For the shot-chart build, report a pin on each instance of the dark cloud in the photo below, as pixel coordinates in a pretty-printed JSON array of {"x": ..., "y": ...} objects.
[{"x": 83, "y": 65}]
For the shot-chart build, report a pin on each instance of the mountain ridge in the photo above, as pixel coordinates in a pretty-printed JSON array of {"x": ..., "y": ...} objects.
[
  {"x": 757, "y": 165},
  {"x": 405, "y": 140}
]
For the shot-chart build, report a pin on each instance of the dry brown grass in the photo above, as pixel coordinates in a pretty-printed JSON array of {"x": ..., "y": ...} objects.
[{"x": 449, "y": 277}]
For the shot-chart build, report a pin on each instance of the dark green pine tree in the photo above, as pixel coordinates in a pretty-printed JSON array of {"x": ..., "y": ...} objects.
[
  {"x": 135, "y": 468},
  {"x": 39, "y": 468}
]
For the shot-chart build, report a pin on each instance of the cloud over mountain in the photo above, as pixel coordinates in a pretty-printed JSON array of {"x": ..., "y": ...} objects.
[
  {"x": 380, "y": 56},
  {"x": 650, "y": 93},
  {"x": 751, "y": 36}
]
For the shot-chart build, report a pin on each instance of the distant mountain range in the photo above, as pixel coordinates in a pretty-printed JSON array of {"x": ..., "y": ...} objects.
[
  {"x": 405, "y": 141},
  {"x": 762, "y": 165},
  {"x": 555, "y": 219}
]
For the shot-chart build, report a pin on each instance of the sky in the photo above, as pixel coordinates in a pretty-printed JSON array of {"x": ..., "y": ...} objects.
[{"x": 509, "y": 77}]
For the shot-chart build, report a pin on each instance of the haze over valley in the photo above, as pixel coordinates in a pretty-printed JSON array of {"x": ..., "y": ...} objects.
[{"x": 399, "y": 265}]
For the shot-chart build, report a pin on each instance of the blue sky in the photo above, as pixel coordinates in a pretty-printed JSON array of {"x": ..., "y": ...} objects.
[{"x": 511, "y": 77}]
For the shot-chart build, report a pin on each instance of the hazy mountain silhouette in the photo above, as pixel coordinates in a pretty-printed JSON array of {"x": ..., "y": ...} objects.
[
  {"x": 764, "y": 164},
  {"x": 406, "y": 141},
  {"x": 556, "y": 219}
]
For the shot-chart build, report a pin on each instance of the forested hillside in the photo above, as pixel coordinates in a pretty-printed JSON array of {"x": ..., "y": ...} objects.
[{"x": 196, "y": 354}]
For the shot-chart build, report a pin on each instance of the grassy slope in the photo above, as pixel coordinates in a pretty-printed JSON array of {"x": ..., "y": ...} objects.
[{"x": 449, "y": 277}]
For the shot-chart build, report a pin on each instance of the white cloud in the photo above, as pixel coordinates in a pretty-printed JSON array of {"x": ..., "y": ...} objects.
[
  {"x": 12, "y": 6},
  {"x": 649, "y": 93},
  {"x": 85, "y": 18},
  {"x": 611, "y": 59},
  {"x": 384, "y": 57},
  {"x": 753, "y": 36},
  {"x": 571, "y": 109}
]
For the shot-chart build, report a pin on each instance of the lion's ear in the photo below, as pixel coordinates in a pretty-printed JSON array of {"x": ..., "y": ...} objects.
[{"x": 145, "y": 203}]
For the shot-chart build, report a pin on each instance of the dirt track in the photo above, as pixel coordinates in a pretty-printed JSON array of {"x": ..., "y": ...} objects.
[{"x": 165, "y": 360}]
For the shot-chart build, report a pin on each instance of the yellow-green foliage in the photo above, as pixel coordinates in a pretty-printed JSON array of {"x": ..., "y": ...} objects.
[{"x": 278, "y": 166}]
###
Your task is to repeat the data exactly, with nothing left out.

For the shot-chart build, report a pin on each instance of the dark cloud in the photo below, as pixel coordinates in a pretty-printed JSON array of {"x": ..., "y": ...} objects.
[{"x": 83, "y": 65}]
For the shot-chart build, report a pin on each instance of the mountain ridge in the photo above, as pixel coordinates in a pretty-printed JSON array of {"x": ..., "y": ...} objects.
[
  {"x": 757, "y": 165},
  {"x": 405, "y": 140}
]
For the shot-chart build, report a pin on each instance of the dry brown grass in the photo above, as pixel coordinates in a pretty-printed JSON array of {"x": ..., "y": ...} objects.
[{"x": 449, "y": 277}]
For the shot-chart build, report a pin on each instance of the dark green pine tree in the photo above, as pixel coordinates in a pretty-printed JSON array of {"x": ..., "y": ...} objects.
[
  {"x": 135, "y": 468},
  {"x": 39, "y": 468}
]
For the shot-chart build, report a pin on each instance of the cloud over mountain in the photo above, as pixel coordinates in a pretty-printed JSON array of {"x": ..., "y": ...} objects.
[
  {"x": 380, "y": 56},
  {"x": 650, "y": 93},
  {"x": 751, "y": 36}
]
For the shot-chart build, report a pin on each instance of the distant mountain range in the photo above, as pixel coordinates in a pretty-printed JSON array of {"x": ..., "y": ...} objects.
[
  {"x": 405, "y": 141},
  {"x": 762, "y": 165},
  {"x": 555, "y": 219}
]
For the shot-chart build, report a pin on each instance of the sky in the photo above, as pixel coordinates in a pretty-printed JSON array of {"x": ..., "y": ...} objects.
[{"x": 509, "y": 77}]
For the shot-chart build, report a pin on each instance of the haze over valley in the photo above, as pixel coordinates in a pretty-printed JSON array of {"x": ..., "y": ...} objects.
[{"x": 399, "y": 265}]
For the shot-chart build, report a pin on each instance of the blue sky in the photo above, as pixel coordinates in a pretty-printed JSON array of {"x": ..., "y": ...} objects.
[{"x": 511, "y": 77}]
For the shot-chart build, report a pin on each instance of the hazy mountain silhouette in the photo above, as pixel coordinates in a pretty-printed JSON array of {"x": ..., "y": ...} objects.
[
  {"x": 764, "y": 164},
  {"x": 406, "y": 141},
  {"x": 556, "y": 219}
]
For the shot-chart build, report a pin on each instance of the forested hillside in the photo above, as pixel coordinates in a pretty-printed JSON array of {"x": ..., "y": ...} objects.
[{"x": 196, "y": 354}]
For the shot-chart build, report a pin on each instance of the grassy slope in the photo above, as pixel coordinates in a pretty-printed JSON array of {"x": ..., "y": ...} objects.
[{"x": 449, "y": 277}]
For the shot-chart build, report a pin on each instance of the white cloud in the photo above, as pixel coordinates in a pretty-printed JSON array of {"x": ..., "y": ...} objects.
[
  {"x": 12, "y": 6},
  {"x": 649, "y": 93},
  {"x": 85, "y": 18},
  {"x": 611, "y": 59},
  {"x": 384, "y": 57},
  {"x": 753, "y": 36},
  {"x": 571, "y": 109}
]
For the shot-chart build, report a pin on each instance of the lion's ear in the photo below, as pixel coordinates in a pretty-printed JSON array of {"x": ..., "y": ...} objects.
[{"x": 145, "y": 203}]
For the shot-chart build, report a pin on each instance of the dirt track in the photo above, as pixel coordinates in a pretty-printed JSON array of {"x": ..., "y": ...} objects.
[{"x": 165, "y": 360}]
For the shot-chart build, report a pin on each instance of the yellow-green foliage in the photo above, as pixel coordinates in a pretty-printed JSON array of {"x": ..., "y": ...} objects.
[{"x": 278, "y": 166}]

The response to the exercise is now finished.